Collection entries -

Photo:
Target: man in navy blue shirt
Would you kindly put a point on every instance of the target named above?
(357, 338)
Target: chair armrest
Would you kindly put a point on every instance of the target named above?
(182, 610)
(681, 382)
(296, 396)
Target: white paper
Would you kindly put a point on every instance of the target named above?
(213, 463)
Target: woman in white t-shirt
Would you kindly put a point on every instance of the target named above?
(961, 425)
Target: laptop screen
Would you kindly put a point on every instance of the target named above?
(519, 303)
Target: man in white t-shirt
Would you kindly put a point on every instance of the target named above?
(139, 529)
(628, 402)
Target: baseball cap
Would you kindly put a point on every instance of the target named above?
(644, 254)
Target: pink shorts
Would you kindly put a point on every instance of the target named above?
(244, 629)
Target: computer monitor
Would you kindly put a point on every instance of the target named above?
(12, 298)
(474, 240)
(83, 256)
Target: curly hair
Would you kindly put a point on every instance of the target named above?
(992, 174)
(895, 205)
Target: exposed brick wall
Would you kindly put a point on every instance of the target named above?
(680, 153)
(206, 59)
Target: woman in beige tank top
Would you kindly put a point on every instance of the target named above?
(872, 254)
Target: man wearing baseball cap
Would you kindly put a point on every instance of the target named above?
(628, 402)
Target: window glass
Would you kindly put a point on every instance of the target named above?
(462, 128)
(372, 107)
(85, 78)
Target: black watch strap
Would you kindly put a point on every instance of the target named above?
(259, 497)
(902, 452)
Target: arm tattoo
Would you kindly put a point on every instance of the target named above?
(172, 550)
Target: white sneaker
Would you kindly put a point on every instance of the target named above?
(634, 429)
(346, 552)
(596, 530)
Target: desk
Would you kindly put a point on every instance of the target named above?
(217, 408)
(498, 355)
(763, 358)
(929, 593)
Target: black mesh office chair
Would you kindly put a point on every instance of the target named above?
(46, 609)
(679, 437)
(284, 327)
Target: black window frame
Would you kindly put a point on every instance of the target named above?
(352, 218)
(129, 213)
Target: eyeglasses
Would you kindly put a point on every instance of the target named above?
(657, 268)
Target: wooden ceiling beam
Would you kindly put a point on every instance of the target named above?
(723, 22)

Directions for this task -
Reproduce the records above with every occurrence of "baseball cap" replaced by "ball cap", leaving everything else unchanged.

Task result -
Photo:
Target: man in navy blue shirt
Would you kindly put a point on every instance of the target named above?
(357, 338)
Target: chair armrest
Would you kindly put a point on every instance of the target named above?
(182, 610)
(681, 382)
(296, 396)
Target: white paper
Would you kindly put a point on every instance of the target named above?
(213, 463)
Target: woman in white t-shirt
Would you kindly put a point on every instance of the target named above?
(961, 425)
Target: laptop screen
Would you kindly put a point on every instance of the target named above?
(519, 303)
Target: man in white t-shirt
Would you kindly put a point on every instance of the target named above?
(139, 529)
(628, 402)
Target: ball cap
Would you kindly put a point on every instance of the target named above?
(644, 254)
Target: pink shorts
Would you kindly put a point on every instance of the target named above?
(244, 629)
Target: computer monitor
Would you kindly put a point on every instance of the target named above?
(12, 298)
(474, 240)
(83, 256)
Target: curly hair
Would you kindly put a point on every instance of the target named above?
(992, 174)
(895, 205)
Target: exposed brick wall
Would you kindly put a point on every instance of the target named above?
(680, 153)
(206, 59)
Target: woman in beige tank top
Would you kindly put a point on every instance of the target named above?
(872, 254)
Target: man wearing ball cap
Would you kindly put a point on every instance of the target named above?
(628, 402)
Target: window glass
Would you kindly put a point on every instance of the target named above?
(462, 128)
(372, 107)
(85, 78)
Target: black watch strap
Would you kindly put a point on every instance of the target named above?
(259, 497)
(902, 452)
Target: arm tattoo
Would you kindly put a point on every instance of the target named above?
(172, 550)
Target: white sneaker
Would you kindly put a point on every instance of the target named above?
(634, 429)
(346, 552)
(596, 530)
Target: desk
Would you kindly put a point on every instance of the target named above?
(217, 408)
(498, 355)
(763, 358)
(929, 593)
Target: black mesh office chair
Would you kindly put a point on every instance of the target named above?
(46, 609)
(679, 437)
(284, 327)
Target: black window frame
Would you kindly put a point on every instance of the target named above?
(352, 218)
(129, 213)
Target: eyeglasses
Would you kindly put a point on every instance of the target named above?
(657, 268)
Target: wooden ceiling beam
Would you kindly put a point on every instance of the target named above?
(723, 22)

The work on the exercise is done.